Section14:Introduction

From Assay Guidance Wiki

RNA interference (RNAi) is a mechanism for RNA-guided regulation of gene expression in which short double-stranded RNA (dsRNA) mediates the inhibition of gene expression by hybridizing to a complementary sequence in the targeted mRNA and facilitating transcript degradation or translation inhibition (Figure 1). RNAi can occur endogenously through the expression of microRNA (miRNA) or exogenously via the transfection of synthetic small interfering RNA (siRNA) into cells. Another way to deliver siRNA into the cells is by encoding it in a shRNA expression construct that can be packaged into lentivirus for efficient infection of many cell types.

Experimental RNAi has emerged as a powerful technology to carry out targeted knockdown of gene function. This has been exploited in various drug discovery and development applications, including target characterization and validation, by enabling target gene expression reduction and concomitant measurement of impact on functional readouts. The availability of reagent libraries has paved the way for genome-wide high throughput screens. These screens are generally loss-of-function (LOF) screens that generate ‘hits’ which affect phenotype upon depletion. A common variation of a LOF screen is a synthetic lethality (or, synthetic lethal) screen which combines the use of RNAi and a drug (at single concentration or multiple concentrations) to identify knockdown events that would modulate drug response such as sensitizers that enhance drug effect (see section C). Several recent reviews cover the RNAi biology, experimental parameters and considerations for performing screens (Ref 5-8, 11, 13-15).

In the following sections, we have compiled our learnings around RNAi-based LOF screens of varying scale with an oncology disease focus, to offer a few guidelines on best practices. This is a relatively novel area and this chapter is likely to benefit from growing expertise and improvements in technology and methods.

> **Data supplied**
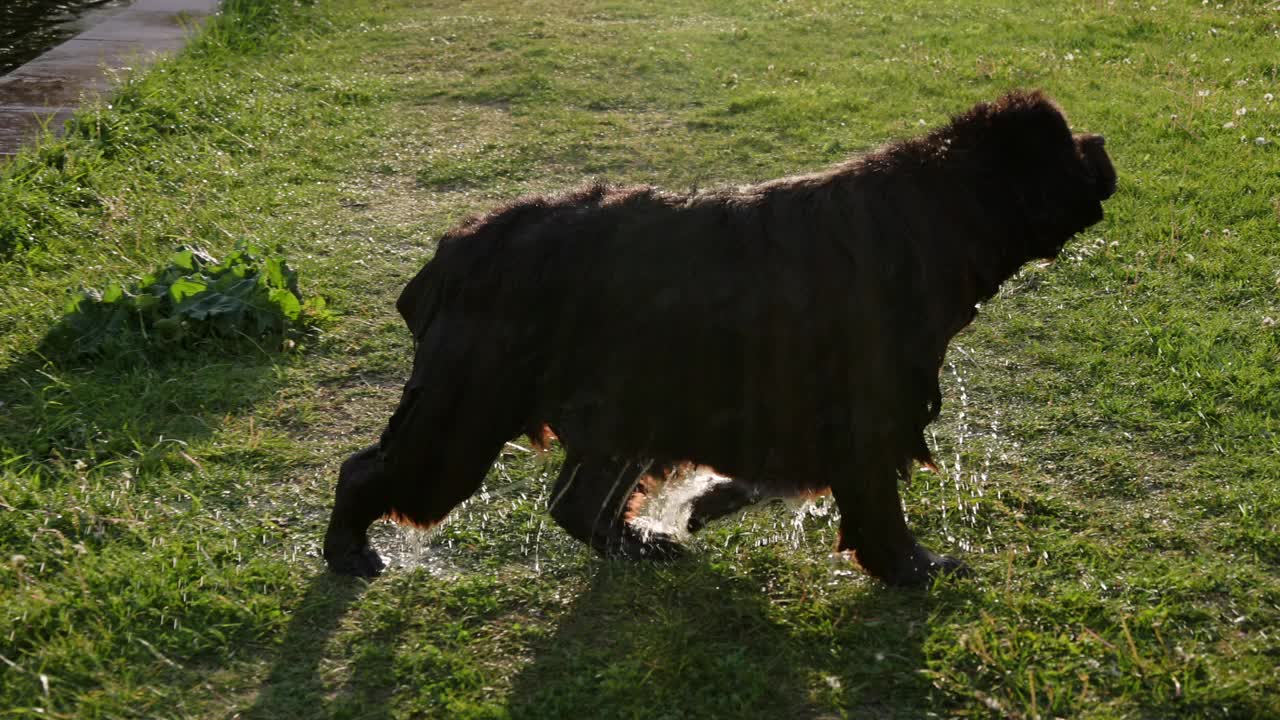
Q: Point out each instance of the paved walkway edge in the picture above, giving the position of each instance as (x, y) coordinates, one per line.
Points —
(44, 92)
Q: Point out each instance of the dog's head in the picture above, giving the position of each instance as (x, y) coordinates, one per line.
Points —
(1057, 180)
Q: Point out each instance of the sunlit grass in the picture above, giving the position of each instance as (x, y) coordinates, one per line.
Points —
(1110, 428)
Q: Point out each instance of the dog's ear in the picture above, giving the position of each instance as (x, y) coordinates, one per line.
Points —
(1098, 163)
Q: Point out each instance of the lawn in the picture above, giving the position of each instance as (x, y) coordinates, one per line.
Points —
(1111, 429)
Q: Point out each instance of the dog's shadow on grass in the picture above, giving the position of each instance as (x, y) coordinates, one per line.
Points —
(695, 638)
(699, 639)
(295, 683)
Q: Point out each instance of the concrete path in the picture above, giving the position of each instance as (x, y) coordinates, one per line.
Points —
(46, 91)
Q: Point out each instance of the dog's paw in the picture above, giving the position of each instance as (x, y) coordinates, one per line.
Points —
(644, 542)
(922, 566)
(357, 560)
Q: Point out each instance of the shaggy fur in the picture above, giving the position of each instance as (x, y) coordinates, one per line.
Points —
(787, 335)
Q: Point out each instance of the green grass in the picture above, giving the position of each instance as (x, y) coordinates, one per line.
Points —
(1110, 434)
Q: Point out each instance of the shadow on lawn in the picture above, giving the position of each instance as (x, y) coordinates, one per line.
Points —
(293, 687)
(679, 641)
(708, 642)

> **Assignment**
In the RNAi introduction, what can an shRNA expression construct be packaged into for efficient infection of many cell types? Answer from the RNAi introduction alone.

> **Solved problem**
Lentivirus.